TASK REQUIREMENTS:
All entries must be returned precisely as they appear.

··· DATASET EXTRACT

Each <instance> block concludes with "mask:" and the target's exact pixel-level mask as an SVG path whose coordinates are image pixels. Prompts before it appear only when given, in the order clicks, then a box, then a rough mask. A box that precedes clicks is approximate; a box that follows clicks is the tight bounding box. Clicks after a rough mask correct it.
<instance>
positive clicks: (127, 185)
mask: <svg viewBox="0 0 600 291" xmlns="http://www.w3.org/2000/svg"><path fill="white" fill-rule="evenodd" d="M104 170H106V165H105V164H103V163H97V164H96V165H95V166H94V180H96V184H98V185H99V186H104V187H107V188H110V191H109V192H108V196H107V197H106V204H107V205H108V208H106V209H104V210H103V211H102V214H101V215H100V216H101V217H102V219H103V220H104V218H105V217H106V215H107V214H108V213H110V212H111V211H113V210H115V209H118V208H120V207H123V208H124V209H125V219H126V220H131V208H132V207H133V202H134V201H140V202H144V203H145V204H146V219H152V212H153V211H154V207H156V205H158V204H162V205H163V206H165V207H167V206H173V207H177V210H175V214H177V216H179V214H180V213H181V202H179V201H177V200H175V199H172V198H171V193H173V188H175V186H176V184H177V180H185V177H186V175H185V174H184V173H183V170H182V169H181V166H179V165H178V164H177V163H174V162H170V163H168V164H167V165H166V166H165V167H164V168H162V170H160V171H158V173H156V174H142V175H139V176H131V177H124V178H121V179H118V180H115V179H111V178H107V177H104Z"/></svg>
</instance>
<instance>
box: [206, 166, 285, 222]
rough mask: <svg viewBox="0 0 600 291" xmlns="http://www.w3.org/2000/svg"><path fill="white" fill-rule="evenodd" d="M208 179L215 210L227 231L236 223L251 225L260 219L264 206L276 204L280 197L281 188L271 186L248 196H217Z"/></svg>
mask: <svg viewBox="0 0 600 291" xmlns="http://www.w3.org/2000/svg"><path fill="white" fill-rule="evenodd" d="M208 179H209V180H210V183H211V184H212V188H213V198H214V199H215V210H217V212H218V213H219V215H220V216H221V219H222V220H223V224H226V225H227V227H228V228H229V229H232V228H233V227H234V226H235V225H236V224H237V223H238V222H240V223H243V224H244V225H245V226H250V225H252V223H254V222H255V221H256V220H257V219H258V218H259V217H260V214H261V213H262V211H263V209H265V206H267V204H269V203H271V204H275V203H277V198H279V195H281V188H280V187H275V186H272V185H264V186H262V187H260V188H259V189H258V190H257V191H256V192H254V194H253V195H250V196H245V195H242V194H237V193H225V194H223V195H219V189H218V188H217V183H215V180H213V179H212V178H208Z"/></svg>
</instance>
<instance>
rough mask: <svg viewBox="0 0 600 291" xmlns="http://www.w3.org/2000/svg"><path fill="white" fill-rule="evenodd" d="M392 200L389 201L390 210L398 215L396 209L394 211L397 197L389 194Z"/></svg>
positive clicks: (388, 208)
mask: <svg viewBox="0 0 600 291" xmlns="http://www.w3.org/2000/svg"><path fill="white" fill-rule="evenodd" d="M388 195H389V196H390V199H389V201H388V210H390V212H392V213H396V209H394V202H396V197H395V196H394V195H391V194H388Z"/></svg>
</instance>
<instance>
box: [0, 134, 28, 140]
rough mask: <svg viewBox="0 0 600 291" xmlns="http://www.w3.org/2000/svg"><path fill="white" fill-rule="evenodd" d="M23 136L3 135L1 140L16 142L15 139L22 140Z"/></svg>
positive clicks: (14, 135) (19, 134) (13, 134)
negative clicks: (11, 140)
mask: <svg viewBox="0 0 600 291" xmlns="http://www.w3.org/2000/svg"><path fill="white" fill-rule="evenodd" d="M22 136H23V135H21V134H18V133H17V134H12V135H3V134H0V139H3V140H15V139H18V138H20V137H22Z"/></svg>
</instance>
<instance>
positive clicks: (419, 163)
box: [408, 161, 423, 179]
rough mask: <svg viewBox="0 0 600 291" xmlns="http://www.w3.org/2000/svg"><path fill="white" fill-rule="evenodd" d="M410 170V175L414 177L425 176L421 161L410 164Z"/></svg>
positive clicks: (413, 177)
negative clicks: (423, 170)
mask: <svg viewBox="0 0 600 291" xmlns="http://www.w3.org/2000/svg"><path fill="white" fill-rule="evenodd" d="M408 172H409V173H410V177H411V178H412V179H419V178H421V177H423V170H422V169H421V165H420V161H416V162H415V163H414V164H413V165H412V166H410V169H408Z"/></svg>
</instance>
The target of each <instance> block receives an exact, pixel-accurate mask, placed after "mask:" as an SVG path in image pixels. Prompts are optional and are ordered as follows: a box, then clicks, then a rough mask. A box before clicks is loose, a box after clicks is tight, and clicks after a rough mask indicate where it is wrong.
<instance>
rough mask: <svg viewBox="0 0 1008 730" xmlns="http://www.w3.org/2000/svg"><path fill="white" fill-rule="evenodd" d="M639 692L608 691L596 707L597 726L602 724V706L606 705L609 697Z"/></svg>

······

RESPONSE:
Each <instance> block concludes with "mask:" and the target's exact pixel-level mask as an SVG path whose coordinates are image pixels. Prompts before it appear only when given, in the order clicks, then a box, then a rough mask. A box that precedes clicks is approximate; a box that follows clicks is the tight bounding box. Clicks after a rough mask correct it.
<instance>
positive clicks: (127, 185)
mask: <svg viewBox="0 0 600 291" xmlns="http://www.w3.org/2000/svg"><path fill="white" fill-rule="evenodd" d="M104 170H106V165H105V164H103V163H97V164H96V165H95V166H94V180H96V184H98V185H99V186H104V187H107V188H110V191H109V192H108V196H107V197H106V204H107V205H108V208H106V209H104V210H103V211H102V214H101V215H100V216H101V217H102V219H103V220H104V218H105V217H106V215H107V214H108V213H110V212H111V211H113V210H115V209H118V208H120V207H123V208H124V209H125V219H126V220H131V208H132V207H133V202H134V201H140V202H144V203H145V204H146V219H152V212H153V211H154V207H156V205H158V204H162V205H163V206H165V207H167V206H173V207H177V210H175V214H177V216H179V214H180V213H181V202H179V201H177V200H175V199H172V198H171V193H173V188H175V186H176V184H177V180H185V177H186V175H185V174H184V173H183V170H182V169H181V166H179V165H178V164H177V163H174V162H170V163H168V164H167V165H166V166H165V167H164V168H162V170H160V171H158V173H156V174H142V175H139V176H131V177H124V178H121V179H118V180H115V179H111V178H107V177H104Z"/></svg>
</instance>
<instance>
box: [206, 166, 285, 222]
rough mask: <svg viewBox="0 0 600 291" xmlns="http://www.w3.org/2000/svg"><path fill="white" fill-rule="evenodd" d="M208 179L215 210L227 231L236 223L251 225L260 219L264 206L276 204L280 197L281 188L271 186L248 196H217Z"/></svg>
mask: <svg viewBox="0 0 600 291" xmlns="http://www.w3.org/2000/svg"><path fill="white" fill-rule="evenodd" d="M208 179H209V180H210V183H211V184H212V188H213V198H214V199H215V210H217V212H218V213H219V215H220V216H221V219H222V220H223V224H226V225H227V227H228V228H229V229H232V228H233V227H234V226H235V225H236V224H237V223H238V222H240V223H243V224H244V225H245V226H250V225H252V223H254V222H255V221H256V220H257V219H258V218H259V217H260V214H261V213H262V211H263V209H265V206H267V204H269V203H271V204H275V203H277V198H279V195H281V188H280V187H275V186H272V185H264V186H262V187H260V188H259V189H258V190H257V191H256V192H254V194H253V195H250V196H245V195H242V194H237V193H225V194H223V195H219V189H218V188H217V183H215V180H213V179H212V178H208Z"/></svg>
</instance>
<instance>
rough mask: <svg viewBox="0 0 600 291" xmlns="http://www.w3.org/2000/svg"><path fill="white" fill-rule="evenodd" d="M392 200L389 201L390 210L398 215L396 209L394 211L397 197L389 194Z"/></svg>
positive clicks: (388, 208)
mask: <svg viewBox="0 0 600 291" xmlns="http://www.w3.org/2000/svg"><path fill="white" fill-rule="evenodd" d="M388 195H389V196H390V199H389V201H388V210H390V212H392V213H396V209H394V202H396V197H395V196H394V195H391V194H388Z"/></svg>
</instance>
<instance>
box: [0, 134, 28, 140]
rough mask: <svg viewBox="0 0 600 291" xmlns="http://www.w3.org/2000/svg"><path fill="white" fill-rule="evenodd" d="M23 136L3 135L1 140L16 142L15 139L22 140Z"/></svg>
positive clicks: (14, 135) (19, 134) (13, 134)
negative clicks: (11, 140)
mask: <svg viewBox="0 0 600 291" xmlns="http://www.w3.org/2000/svg"><path fill="white" fill-rule="evenodd" d="M22 136H23V135H21V134H18V133H17V134H12V135H3V134H0V139H3V140H15V139H18V138H20V137H22Z"/></svg>
</instance>
<instance>
positive clicks: (419, 163)
box: [408, 161, 423, 179]
rough mask: <svg viewBox="0 0 600 291" xmlns="http://www.w3.org/2000/svg"><path fill="white" fill-rule="evenodd" d="M410 170V175L414 177L425 176L421 161L410 164Z"/></svg>
positive clicks: (413, 177)
negative clicks: (423, 170)
mask: <svg viewBox="0 0 600 291" xmlns="http://www.w3.org/2000/svg"><path fill="white" fill-rule="evenodd" d="M408 172H409V173H410V177H411V178H412V179H419V178H421V177H423V170H422V169H421V165H420V161H416V162H415V163H414V164H413V165H412V166H410V169H408Z"/></svg>
</instance>
The target of each <instance> block receives an exact, pixel-accurate mask, placed after "mask:" as an SVG path in image pixels. Prompts are optional and are ordered as follows: a box, then clicks, then a rough mask. A box before clicks is loose, a box after clicks is tight, and clicks after a rough mask indicate where it is wrong.
<instance>
rough mask: <svg viewBox="0 0 1008 730" xmlns="http://www.w3.org/2000/svg"><path fill="white" fill-rule="evenodd" d="M639 692L608 691L596 707L597 726L602 724V706L606 705L609 697Z"/></svg>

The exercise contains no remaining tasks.